Adoption timeline


Friday, June 5, 2009

Here we go...

OK, so I am a blog virgin. I have read plenty of blogs, but never have I felt the need to write my own. I am still not feeling particularly called, but it has been raining for days and I am procrastinating on getting any meaningful work or household chores done. I have absolutely no idea the journey this blog will take in the future, so it may be meaningless drivel that no one wants to read - and you know what, that is totally fine. More than anything, I am just glad to notice there is a spell check button. I am a former English teacher and current school administrator, but I am not a naturally strong speller. I have an irrational fear of posting something with horrific spelling errors and looking foolish.

My brain is going a thousand miles an hour trying to come up with something witty and intelligent to write about. Apparently the synapses aren't all firing, because I am drawing a blank. I swear, when I was running this morning, I was on fire. Had anyone been there to listen, they surely would have been wildly entertained. Instead it was just me and my thoughts - and my slightly asthmatic lungs attempting to breathe as I finally get back to running. Oh well. So, I guess with the thought in mind that in the future the only folks who might stumble upon this are family and friends who are mildly interested in a peek into our lives, I will make today's post about the topic of converstation that comes up the most - the adoption of our Ethiopian little girl.

As I have told many of you, a few weeks ago the Ethiopian government began investigating the cases of abandoned children in Addis. MOWA stopped writing letters of endorsement for the court system as well. It is impossible to pass court without a letter from MOWA. Thus, the referrals have dramatically slowed down and so many families are stuck in limbo waiting to pass court so they can be united with their children. We are entering into our 7th month of waiting for "the call" since getting our paperwork overseas. This process is so much harder than I ever anticipated. I am crossing my fingers that come July, we learn who our little girl is. Unfortunately, the courts shut down anually for August and September, so we likely would not get to travel until late fall - making it an 18 month "pregnancy". I have learned a great deal during this journey. I suppose the greatest life lesson I have gleaned is that patience truly is a virtue. I can't control the course of events, so I just need to learn to step back and let it all happen. Yes, this is WAY harder than it sounds. Especially for me - who is a self proclaimed control freak. It reminds me of one of my favorite quotes from Reilly, when he was probably 4 years old. I remember telling him, "Reilly, sometimes you just need to go with the flow" to which he responded, "Mommy, I do NOT like the flow" as he balled his little fists up in frustration. Well, Buddy, I too am not a fan of the flow, but such is life.

• AIM OF THE TASK:
Carry on the blog post about the Ethiopian adoption wait, starting right after its final sentence.

• DATA TO EXAMINE:
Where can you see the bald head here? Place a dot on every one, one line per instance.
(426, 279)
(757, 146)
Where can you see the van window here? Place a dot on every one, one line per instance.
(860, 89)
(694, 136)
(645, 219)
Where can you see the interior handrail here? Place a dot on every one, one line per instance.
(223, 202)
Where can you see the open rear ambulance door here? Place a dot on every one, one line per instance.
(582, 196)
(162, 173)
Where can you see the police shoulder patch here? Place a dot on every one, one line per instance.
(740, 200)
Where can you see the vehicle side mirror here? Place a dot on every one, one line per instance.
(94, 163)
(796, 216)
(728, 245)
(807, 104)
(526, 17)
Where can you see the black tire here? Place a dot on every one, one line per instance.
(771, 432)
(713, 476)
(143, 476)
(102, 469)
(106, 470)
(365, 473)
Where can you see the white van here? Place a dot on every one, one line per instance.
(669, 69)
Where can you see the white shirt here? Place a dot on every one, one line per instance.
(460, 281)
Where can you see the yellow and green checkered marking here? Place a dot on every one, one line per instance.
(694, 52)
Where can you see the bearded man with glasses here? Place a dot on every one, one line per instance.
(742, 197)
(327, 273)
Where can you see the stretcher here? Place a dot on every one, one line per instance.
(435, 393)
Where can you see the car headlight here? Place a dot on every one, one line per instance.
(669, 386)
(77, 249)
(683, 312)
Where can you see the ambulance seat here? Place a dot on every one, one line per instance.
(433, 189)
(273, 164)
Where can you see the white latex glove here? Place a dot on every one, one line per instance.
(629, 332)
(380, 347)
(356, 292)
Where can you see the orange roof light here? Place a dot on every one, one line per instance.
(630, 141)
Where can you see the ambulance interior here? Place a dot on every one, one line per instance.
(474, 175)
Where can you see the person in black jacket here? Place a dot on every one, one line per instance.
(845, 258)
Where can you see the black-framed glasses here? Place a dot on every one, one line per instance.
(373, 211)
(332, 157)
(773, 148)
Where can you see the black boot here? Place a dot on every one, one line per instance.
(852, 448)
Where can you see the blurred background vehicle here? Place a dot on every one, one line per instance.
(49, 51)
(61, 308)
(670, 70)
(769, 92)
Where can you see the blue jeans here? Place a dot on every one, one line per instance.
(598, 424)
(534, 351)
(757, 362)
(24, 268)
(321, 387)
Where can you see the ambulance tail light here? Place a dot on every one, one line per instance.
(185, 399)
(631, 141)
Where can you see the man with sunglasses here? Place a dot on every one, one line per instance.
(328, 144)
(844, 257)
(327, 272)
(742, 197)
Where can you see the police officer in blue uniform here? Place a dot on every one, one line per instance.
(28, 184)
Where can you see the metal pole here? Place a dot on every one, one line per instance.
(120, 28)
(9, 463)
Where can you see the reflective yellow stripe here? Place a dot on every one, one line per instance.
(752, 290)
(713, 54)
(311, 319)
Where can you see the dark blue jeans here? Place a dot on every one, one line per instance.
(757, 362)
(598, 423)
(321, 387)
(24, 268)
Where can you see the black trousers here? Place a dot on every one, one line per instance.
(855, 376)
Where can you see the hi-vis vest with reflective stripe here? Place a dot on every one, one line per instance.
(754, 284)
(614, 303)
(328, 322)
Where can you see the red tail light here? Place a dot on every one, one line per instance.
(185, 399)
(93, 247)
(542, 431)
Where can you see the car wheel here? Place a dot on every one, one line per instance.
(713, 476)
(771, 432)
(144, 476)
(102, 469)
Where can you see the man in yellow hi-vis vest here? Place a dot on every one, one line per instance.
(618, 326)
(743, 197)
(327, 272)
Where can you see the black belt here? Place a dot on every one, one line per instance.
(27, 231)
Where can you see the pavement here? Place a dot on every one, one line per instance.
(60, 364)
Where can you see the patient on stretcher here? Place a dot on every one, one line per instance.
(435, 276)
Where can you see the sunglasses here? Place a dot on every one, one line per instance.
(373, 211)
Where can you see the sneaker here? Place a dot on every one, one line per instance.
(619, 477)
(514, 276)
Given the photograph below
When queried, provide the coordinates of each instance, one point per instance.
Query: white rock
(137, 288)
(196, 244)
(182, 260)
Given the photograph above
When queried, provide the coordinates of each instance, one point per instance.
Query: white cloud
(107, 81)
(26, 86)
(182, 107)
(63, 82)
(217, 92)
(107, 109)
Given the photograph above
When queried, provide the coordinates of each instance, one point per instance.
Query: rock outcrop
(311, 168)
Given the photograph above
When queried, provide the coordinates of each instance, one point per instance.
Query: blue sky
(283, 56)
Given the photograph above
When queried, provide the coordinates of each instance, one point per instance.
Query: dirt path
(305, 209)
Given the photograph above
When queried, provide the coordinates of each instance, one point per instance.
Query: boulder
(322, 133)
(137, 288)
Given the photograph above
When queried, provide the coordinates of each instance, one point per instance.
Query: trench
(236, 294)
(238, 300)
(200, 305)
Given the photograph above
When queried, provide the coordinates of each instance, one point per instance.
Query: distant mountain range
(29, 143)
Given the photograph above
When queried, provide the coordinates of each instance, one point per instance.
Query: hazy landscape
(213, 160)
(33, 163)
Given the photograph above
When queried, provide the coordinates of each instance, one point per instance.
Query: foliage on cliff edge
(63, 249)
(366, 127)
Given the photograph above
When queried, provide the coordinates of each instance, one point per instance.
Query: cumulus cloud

• OUTPUT OF THE EXERCISE:
Everyone asks us what we will name our daughter. Last year, when we first began talking about it with the boys, Colby really wanted to name her "Pikachu" after his favorite Pokemon. While that will not be her formal name, we have yet to settle in on a favorite. We have a short list at this point, but we can't seem to agree. (Ok, I pretend it is a democracy, but I am fully aware that I give my own vote far more weight than anyone elses... but we can pretend). I really am longing to hold her. I have done a fairly good job of managing my emotions during this process, as I knew up front it would be long. But now I am simply ready - ready for gummy smiles, belly laughs, and baby kisses. Yes, I know the adjustment will be hard, but really do I need to focus on that in my daydreams?
So, I will sign off for now and get to work. When I have a brilliant - ok, even not so brilliant- thought about some other random topic, I will post. Believe me, my brain swirls with a bevy of thoughts - from my uncharacteristic love of the TV show "Tori and Dean" to my thoughts as to why there are clearly genetic differences in genders (c'mon, we all know that women are programmed to nag and men can't unload a dishwasher...). Adios for now...

1 comment:

  1. ok, I already found a grammatical error. It should have read, "Had anyone been there to listen, HE surely would have been wildly entertained." Jeez, I need to be a better self editor.